● **Exercise directions**: In the entries below, how many lines contain the string "flower"? State the number and nothing else.

----- Exercise inputs

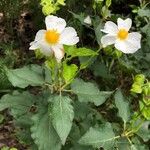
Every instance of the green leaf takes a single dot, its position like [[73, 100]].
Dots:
[[144, 131], [122, 105], [43, 132], [89, 92], [19, 103], [78, 52], [62, 116], [99, 137], [28, 75], [97, 28], [69, 72]]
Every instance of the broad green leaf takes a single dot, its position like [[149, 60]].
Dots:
[[97, 28], [78, 52], [43, 132], [19, 103], [99, 137], [28, 75], [123, 144], [144, 131], [62, 116], [69, 72], [89, 92], [122, 105]]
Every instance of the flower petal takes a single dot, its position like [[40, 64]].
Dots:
[[45, 48], [88, 20], [55, 23], [127, 46], [39, 36], [110, 28], [108, 40], [124, 24], [135, 39], [69, 36], [58, 52], [34, 45]]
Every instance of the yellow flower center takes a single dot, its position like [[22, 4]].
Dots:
[[122, 34], [52, 36]]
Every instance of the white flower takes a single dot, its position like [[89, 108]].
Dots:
[[87, 20], [52, 39], [120, 36]]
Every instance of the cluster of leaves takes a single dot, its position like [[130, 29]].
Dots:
[[51, 6], [84, 102]]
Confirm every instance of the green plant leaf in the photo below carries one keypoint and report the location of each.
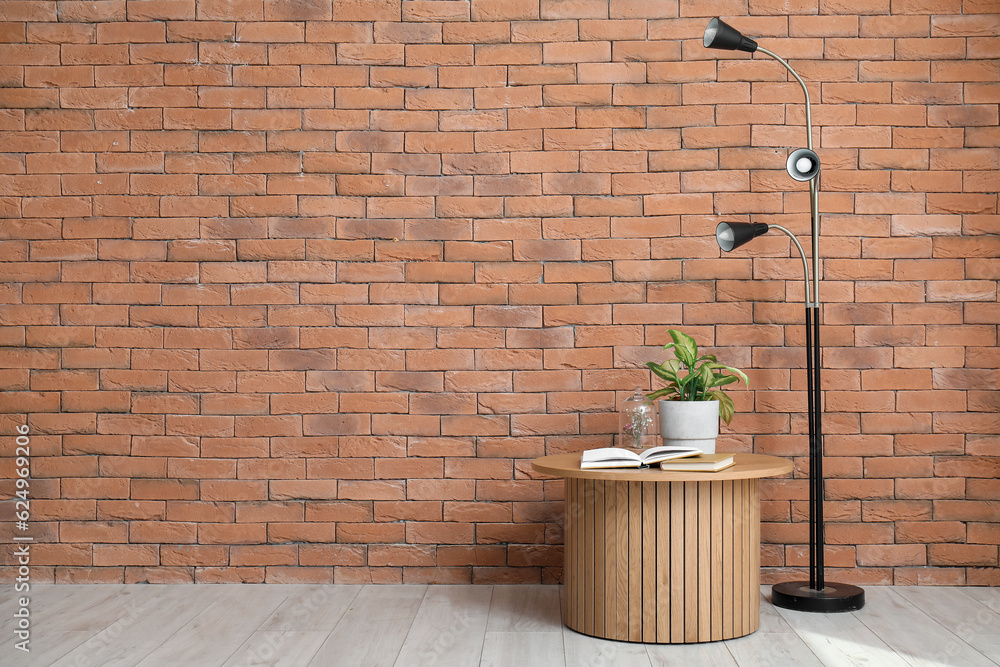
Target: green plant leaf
(684, 347)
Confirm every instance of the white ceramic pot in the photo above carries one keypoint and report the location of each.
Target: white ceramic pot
(690, 424)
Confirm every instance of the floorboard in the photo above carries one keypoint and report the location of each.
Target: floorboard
(372, 630)
(467, 626)
(910, 632)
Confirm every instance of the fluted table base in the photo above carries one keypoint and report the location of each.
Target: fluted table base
(662, 562)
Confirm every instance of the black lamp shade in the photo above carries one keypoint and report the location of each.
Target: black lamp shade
(721, 35)
(731, 235)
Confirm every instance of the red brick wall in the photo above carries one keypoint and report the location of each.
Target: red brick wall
(294, 290)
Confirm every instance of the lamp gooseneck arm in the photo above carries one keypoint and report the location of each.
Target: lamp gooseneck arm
(805, 265)
(805, 91)
(814, 182)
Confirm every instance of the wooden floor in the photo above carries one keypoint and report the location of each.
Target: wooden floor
(441, 626)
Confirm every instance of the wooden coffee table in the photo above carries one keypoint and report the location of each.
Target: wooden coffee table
(662, 557)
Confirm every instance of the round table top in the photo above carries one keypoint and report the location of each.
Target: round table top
(746, 466)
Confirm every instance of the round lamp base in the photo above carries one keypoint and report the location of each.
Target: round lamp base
(834, 598)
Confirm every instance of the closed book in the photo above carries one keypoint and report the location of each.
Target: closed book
(700, 463)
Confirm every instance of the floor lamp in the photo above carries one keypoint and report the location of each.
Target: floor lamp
(817, 594)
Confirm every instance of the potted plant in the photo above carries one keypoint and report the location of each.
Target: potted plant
(691, 403)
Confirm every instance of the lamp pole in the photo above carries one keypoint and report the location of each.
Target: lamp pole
(802, 165)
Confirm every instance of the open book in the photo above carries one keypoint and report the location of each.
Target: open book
(617, 457)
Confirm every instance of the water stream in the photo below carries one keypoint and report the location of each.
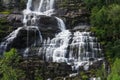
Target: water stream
(74, 48)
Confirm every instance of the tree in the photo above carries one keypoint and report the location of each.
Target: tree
(115, 72)
(9, 66)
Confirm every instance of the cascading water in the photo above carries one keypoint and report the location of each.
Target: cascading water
(75, 48)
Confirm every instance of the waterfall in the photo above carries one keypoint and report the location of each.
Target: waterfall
(74, 48)
(9, 39)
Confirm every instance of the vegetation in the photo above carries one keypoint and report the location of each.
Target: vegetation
(105, 22)
(5, 29)
(9, 66)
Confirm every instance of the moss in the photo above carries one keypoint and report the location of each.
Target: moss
(5, 12)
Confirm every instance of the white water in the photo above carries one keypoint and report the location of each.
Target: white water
(76, 49)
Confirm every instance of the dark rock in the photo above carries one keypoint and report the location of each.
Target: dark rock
(24, 38)
(15, 20)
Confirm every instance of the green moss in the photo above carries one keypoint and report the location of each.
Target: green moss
(5, 12)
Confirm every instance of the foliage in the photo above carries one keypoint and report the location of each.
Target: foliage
(105, 22)
(9, 66)
(5, 29)
(115, 73)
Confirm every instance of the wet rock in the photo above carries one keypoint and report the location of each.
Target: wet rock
(15, 20)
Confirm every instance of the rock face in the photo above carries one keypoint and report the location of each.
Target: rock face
(13, 19)
(13, 4)
(73, 12)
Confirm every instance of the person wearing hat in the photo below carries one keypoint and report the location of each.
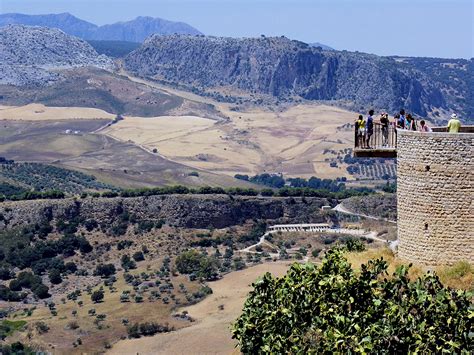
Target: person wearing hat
(454, 125)
(384, 122)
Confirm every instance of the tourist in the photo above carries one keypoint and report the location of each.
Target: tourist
(360, 126)
(424, 127)
(384, 122)
(401, 119)
(454, 125)
(369, 128)
(410, 123)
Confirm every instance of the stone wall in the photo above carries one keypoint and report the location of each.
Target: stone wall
(435, 194)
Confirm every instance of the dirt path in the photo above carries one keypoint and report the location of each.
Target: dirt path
(342, 209)
(210, 333)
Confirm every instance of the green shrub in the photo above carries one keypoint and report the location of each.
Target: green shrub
(333, 309)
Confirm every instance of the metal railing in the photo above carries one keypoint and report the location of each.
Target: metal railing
(380, 138)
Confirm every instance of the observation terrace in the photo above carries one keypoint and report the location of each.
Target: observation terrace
(385, 146)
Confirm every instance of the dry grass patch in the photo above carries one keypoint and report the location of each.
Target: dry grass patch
(460, 275)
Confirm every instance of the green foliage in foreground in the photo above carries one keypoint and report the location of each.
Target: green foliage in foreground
(15, 349)
(8, 327)
(332, 308)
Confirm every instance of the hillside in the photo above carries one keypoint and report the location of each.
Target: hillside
(291, 70)
(42, 177)
(113, 49)
(31, 55)
(135, 30)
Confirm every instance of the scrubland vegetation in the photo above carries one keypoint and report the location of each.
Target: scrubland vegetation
(333, 308)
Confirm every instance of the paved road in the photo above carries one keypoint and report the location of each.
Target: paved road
(342, 209)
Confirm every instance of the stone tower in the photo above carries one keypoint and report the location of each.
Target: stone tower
(435, 192)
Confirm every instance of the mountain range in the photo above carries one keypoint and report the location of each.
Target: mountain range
(132, 31)
(34, 56)
(290, 70)
(265, 68)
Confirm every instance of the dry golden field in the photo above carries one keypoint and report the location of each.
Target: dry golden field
(39, 112)
(291, 141)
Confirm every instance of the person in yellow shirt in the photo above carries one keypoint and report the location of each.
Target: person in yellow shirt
(454, 124)
(360, 126)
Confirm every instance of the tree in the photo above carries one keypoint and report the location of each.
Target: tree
(138, 256)
(97, 296)
(188, 261)
(104, 271)
(334, 309)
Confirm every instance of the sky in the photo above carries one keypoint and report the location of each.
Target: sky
(424, 28)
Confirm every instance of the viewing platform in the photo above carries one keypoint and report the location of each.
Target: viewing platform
(383, 143)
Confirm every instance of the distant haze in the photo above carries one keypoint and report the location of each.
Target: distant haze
(435, 28)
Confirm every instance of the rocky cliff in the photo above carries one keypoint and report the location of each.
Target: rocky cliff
(32, 55)
(286, 69)
(190, 211)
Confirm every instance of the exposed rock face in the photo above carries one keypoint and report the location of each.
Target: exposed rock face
(190, 211)
(284, 68)
(135, 30)
(65, 22)
(31, 55)
(140, 28)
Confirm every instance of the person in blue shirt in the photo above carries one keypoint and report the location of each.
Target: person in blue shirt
(402, 121)
(369, 128)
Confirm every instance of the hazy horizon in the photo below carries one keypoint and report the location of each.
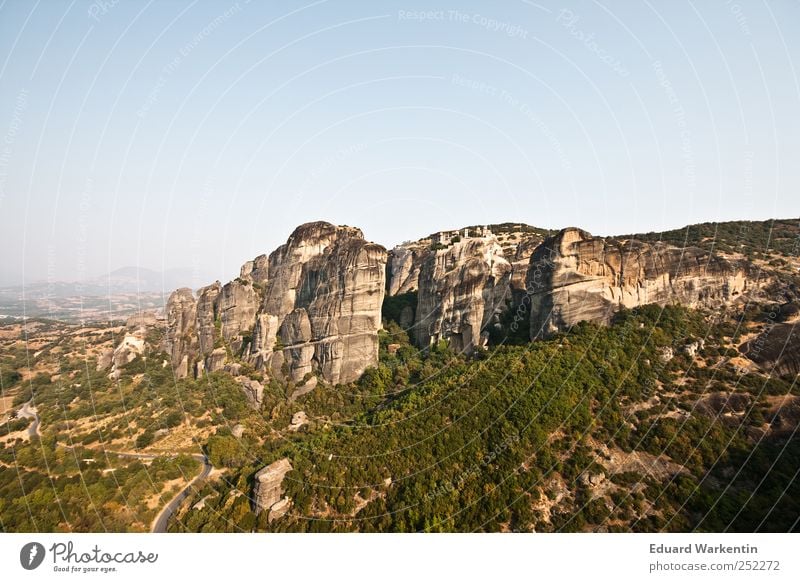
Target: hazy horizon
(199, 135)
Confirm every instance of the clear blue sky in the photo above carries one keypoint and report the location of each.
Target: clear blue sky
(198, 134)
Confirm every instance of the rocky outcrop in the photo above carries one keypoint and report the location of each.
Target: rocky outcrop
(777, 349)
(575, 277)
(237, 306)
(253, 391)
(322, 305)
(403, 268)
(312, 307)
(268, 490)
(462, 291)
(180, 339)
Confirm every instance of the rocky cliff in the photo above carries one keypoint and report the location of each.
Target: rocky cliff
(575, 277)
(312, 306)
(268, 490)
(462, 290)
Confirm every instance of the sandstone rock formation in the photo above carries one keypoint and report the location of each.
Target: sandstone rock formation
(575, 277)
(462, 290)
(776, 349)
(312, 306)
(403, 268)
(253, 391)
(268, 490)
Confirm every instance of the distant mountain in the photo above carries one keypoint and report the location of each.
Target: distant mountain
(117, 294)
(123, 280)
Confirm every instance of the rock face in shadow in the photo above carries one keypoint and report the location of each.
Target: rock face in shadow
(312, 307)
(403, 268)
(777, 349)
(575, 277)
(464, 279)
(462, 290)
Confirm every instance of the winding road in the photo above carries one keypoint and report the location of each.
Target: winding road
(162, 519)
(159, 524)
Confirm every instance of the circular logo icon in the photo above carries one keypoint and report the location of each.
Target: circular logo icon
(31, 555)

----------

● **Response**: 3